■ **Exercise details**: Would you set down the whole listing again exactly as it appears?
-------- Data extract --------
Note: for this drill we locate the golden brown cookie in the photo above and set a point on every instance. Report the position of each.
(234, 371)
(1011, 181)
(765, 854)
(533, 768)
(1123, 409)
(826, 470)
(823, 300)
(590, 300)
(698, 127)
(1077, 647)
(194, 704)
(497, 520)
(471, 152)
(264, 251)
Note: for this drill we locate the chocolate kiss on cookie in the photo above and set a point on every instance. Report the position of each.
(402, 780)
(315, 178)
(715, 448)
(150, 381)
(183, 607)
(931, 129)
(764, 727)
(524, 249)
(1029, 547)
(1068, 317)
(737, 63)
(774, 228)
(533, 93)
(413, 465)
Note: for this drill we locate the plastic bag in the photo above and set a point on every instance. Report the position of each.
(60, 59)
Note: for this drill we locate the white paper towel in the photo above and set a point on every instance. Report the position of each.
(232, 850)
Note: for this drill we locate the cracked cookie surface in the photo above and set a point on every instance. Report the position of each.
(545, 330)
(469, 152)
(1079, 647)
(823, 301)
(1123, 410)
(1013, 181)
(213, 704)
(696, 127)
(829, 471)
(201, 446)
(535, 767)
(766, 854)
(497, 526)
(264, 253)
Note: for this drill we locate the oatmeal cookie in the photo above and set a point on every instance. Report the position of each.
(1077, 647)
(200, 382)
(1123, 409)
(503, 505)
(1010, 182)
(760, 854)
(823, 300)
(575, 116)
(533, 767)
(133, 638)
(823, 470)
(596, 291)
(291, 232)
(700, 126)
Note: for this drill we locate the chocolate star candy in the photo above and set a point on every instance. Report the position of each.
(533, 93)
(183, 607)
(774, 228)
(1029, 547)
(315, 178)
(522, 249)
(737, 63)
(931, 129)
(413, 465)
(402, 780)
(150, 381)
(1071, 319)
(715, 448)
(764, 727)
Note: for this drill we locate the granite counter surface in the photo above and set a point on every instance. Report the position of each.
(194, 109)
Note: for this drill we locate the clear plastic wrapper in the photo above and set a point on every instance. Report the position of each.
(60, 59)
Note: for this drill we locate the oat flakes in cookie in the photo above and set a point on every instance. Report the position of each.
--------
■ **Exercise result**:
Note: for this drill we locate the golden brown cookie in the photo above and set a point on every instance. Report the position of each.
(234, 371)
(1011, 181)
(765, 854)
(533, 768)
(1123, 409)
(826, 470)
(823, 300)
(590, 300)
(698, 127)
(1077, 647)
(194, 704)
(497, 520)
(471, 152)
(264, 251)
Note: for this drill we locate the chocolate kiss on cookie in the photo above and set a point on every instance. Report the position of each.
(402, 780)
(315, 178)
(715, 448)
(150, 381)
(183, 607)
(931, 129)
(764, 727)
(524, 249)
(1029, 547)
(1068, 317)
(737, 63)
(774, 228)
(533, 93)
(413, 465)
Note: for this drill we locate the plastic bag in the photo above and set a point on every instance. Report the position of each.
(60, 59)
Note: for this drill we locate the white paper towel in the photo above and set a point on every instance. Report the position of each.
(232, 850)
Note: for this drill we locate the cracked cookie surface in the photo above and set a point on every instance. Report the position of each.
(545, 330)
(469, 152)
(1079, 647)
(823, 301)
(1123, 410)
(1013, 181)
(213, 704)
(696, 127)
(829, 471)
(201, 446)
(535, 767)
(766, 854)
(497, 526)
(264, 253)
Note: for this drill we locate the oatmeal cookie in the photo above and set a point on every instance. Report the position of each.
(1077, 647)
(200, 382)
(1123, 409)
(503, 505)
(1010, 182)
(760, 854)
(823, 300)
(575, 116)
(533, 767)
(133, 638)
(823, 470)
(596, 291)
(291, 232)
(700, 126)
Note: for this drill we locate the chocolate star candy in the photo above and set a point on every instance. Report the position of each.
(533, 93)
(183, 607)
(774, 228)
(1029, 547)
(315, 178)
(522, 249)
(737, 63)
(931, 129)
(413, 465)
(402, 780)
(150, 381)
(1071, 319)
(715, 448)
(764, 727)
Note: for this drill we locate the granite counter surface in the photo above and set a point on every instance. Report the position of each.
(194, 109)
Note: for this drill we locate the clear plastic wrapper in the photo above and set a point on every instance. Report the position of each.
(60, 59)
Note: for this drill we locate the oat flakes in cookie in the photo above and set a point on every instance. Report the position of each.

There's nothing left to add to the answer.